▸ **The problem**
Below are some records; return each one exactly.

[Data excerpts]
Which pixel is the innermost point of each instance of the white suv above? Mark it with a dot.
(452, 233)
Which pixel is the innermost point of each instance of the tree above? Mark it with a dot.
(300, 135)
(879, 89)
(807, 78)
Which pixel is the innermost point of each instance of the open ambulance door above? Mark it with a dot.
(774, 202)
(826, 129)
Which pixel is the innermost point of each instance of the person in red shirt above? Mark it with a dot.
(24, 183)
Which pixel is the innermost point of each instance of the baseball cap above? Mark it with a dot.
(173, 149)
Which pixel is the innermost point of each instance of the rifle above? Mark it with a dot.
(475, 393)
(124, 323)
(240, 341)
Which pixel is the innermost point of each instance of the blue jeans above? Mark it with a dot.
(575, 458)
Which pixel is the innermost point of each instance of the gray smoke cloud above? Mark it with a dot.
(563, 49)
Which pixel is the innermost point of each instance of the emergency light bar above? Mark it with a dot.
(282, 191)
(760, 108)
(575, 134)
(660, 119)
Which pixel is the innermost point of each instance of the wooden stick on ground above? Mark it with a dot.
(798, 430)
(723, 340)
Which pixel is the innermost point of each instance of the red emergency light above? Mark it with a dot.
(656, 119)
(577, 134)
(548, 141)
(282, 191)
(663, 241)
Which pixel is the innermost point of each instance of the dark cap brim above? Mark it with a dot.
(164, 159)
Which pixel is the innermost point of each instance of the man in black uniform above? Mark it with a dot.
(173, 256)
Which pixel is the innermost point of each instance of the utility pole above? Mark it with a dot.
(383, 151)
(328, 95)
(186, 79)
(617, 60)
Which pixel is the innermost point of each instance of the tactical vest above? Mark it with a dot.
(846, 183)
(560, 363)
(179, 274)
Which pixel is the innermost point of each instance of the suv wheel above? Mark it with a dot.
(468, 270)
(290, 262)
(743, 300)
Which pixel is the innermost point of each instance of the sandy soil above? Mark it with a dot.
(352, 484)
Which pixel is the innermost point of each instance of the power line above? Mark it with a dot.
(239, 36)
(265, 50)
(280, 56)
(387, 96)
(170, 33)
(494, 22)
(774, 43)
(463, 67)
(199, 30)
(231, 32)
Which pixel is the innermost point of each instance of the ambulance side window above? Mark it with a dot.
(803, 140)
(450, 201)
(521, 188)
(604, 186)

▸ **Solved problem**
Which pixel is the innermost point of each instance of the white suv above? Mark it with a dot.
(452, 233)
Which pixel is the innermost point of each instance of the tree above? Mark it with a dot.
(300, 135)
(879, 89)
(807, 78)
Which pixel is the innermost point of each instance of the open ambulance door above? Mark it with a dot.
(774, 202)
(826, 129)
Which pixel is the innermost point of each instance of the person in red shirt above? Mark it with a dot.
(24, 183)
Which pixel is the innermost point of each instance of the baseball cap above? Mark it with a dot.
(173, 149)
Which pixel is the innermost point of each instance of the rifle above? Mark it with a dot.
(475, 393)
(124, 323)
(240, 341)
Which pixel is the innermost point of each instance of the blue jeans above? Mark it with a dot.
(575, 458)
Which pixel is the innermost point of each instance of the gray smoke cloud above? Mark it with a dot.
(563, 49)
Which pixel is the innermost point of each instance of the emergency light bar above? Mark it with a dot.
(282, 191)
(760, 108)
(575, 134)
(660, 119)
Which pixel is the innermost point of each instance of the wooden stick on ground above? Mark it with a dot.
(798, 430)
(723, 340)
Which pixel is the innermost point of each instance of the red emergency light above? Mark it with a dot.
(656, 119)
(577, 134)
(548, 141)
(282, 191)
(663, 241)
Which pixel is the innermost point of each instance of the dark cap brim above? Mark it with a dot.
(164, 159)
Which pixel is the innermost point of each instance of the man in black uniform above? Mark it with a dot.
(173, 256)
Which pixel is the innermost point of each instance of the utility pole above? Mark it with a dot.
(383, 151)
(328, 95)
(186, 79)
(617, 60)
Which pixel is the innermost point of each instance of the tactical vest above? Mark it with a dot.
(846, 183)
(560, 363)
(179, 274)
Which pixel is the innermost point of each instance of the suv wheel above? Mark it with a dot.
(468, 270)
(290, 262)
(743, 300)
Which pixel is the innermost point of each instance of the sandy soil above? Mark it with a dot.
(352, 484)
Which pixel is the innermost point of each instance of the power line above? Mark it with a dot.
(239, 36)
(265, 50)
(280, 56)
(387, 96)
(170, 33)
(494, 22)
(774, 43)
(463, 67)
(199, 30)
(231, 32)
Which pixel is the innermost point of each instance of the ambulance side window above? Mark it with a dot.
(803, 140)
(450, 201)
(521, 188)
(604, 186)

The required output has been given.